Reproduce the records below verbatim, beginning at the line that contains "canopy in the photo above." and continuing through the final line of the records.

▼▼▼

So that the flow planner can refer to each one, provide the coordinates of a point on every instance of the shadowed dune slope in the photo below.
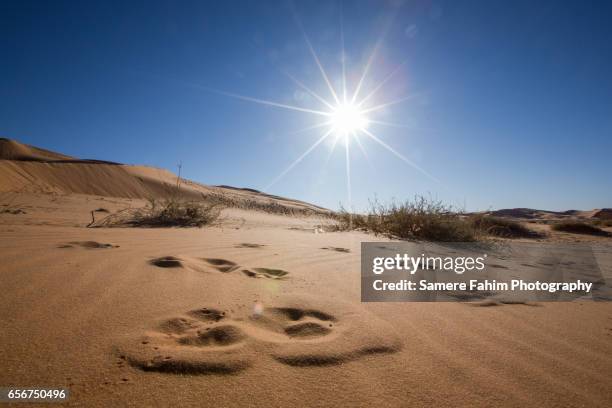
(25, 168)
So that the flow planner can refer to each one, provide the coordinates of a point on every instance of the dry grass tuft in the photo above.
(577, 227)
(171, 212)
(501, 227)
(421, 218)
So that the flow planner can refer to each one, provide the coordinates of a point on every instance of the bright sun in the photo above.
(347, 118)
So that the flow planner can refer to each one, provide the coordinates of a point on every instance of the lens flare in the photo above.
(347, 118)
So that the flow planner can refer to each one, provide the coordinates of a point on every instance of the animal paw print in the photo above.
(217, 264)
(213, 341)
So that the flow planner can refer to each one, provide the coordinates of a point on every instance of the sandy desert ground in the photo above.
(256, 310)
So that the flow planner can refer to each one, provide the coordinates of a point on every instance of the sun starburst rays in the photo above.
(347, 117)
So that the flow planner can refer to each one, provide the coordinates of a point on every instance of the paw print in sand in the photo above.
(213, 341)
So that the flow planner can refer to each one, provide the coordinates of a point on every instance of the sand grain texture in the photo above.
(169, 317)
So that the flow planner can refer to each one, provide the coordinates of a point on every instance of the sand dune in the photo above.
(258, 310)
(25, 168)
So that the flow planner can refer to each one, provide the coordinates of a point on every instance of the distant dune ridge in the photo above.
(25, 168)
(260, 309)
(530, 213)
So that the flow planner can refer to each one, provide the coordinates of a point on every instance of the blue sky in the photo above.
(511, 102)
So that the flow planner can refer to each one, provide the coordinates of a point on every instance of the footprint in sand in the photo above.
(248, 245)
(265, 273)
(167, 262)
(337, 249)
(213, 341)
(220, 265)
(88, 245)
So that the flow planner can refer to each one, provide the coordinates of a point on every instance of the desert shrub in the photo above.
(501, 227)
(174, 213)
(421, 218)
(603, 223)
(577, 227)
(171, 212)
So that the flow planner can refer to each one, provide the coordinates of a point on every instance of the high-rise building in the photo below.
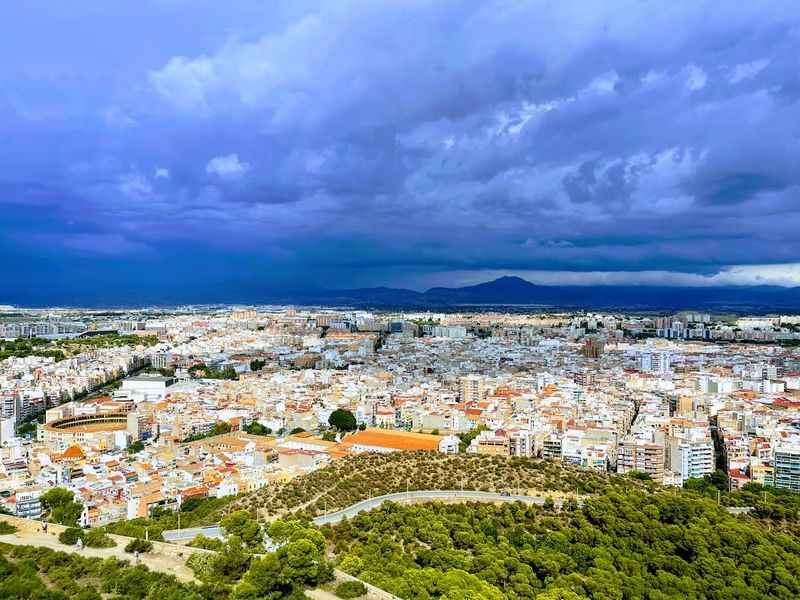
(655, 362)
(637, 455)
(473, 388)
(592, 347)
(691, 457)
(786, 467)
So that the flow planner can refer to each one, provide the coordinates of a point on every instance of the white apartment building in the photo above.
(693, 457)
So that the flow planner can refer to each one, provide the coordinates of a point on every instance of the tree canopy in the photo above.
(342, 420)
(624, 546)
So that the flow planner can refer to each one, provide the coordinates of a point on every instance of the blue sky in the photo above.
(199, 150)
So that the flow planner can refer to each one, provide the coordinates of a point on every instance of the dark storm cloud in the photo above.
(334, 143)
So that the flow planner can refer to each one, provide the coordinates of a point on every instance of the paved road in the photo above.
(182, 535)
(172, 565)
(468, 496)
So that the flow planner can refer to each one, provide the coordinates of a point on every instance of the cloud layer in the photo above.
(349, 143)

▲▲▲

▶ _Exercise answer_
So that the flow planner can refer to each one, provide the coordinates of a point on every instance of the tree canopy in the photo above.
(342, 420)
(624, 546)
So that the flow planner can refer to each one, provide the coordinates of a point on every instance of the blue sky in the photo above.
(199, 150)
So that the flow planner can refer to each one, provide the coordinates of a point on every instance of the dark storm cloud in the photo above.
(334, 143)
So that the flow planner can refer to each one, provide the coordinates of a point on every instance of the paved road in the photo above.
(182, 535)
(172, 565)
(468, 496)
So that the flow planner can refer to each one, provide the coordinates of a point on every instance of the cloud layer in the photo above.
(349, 143)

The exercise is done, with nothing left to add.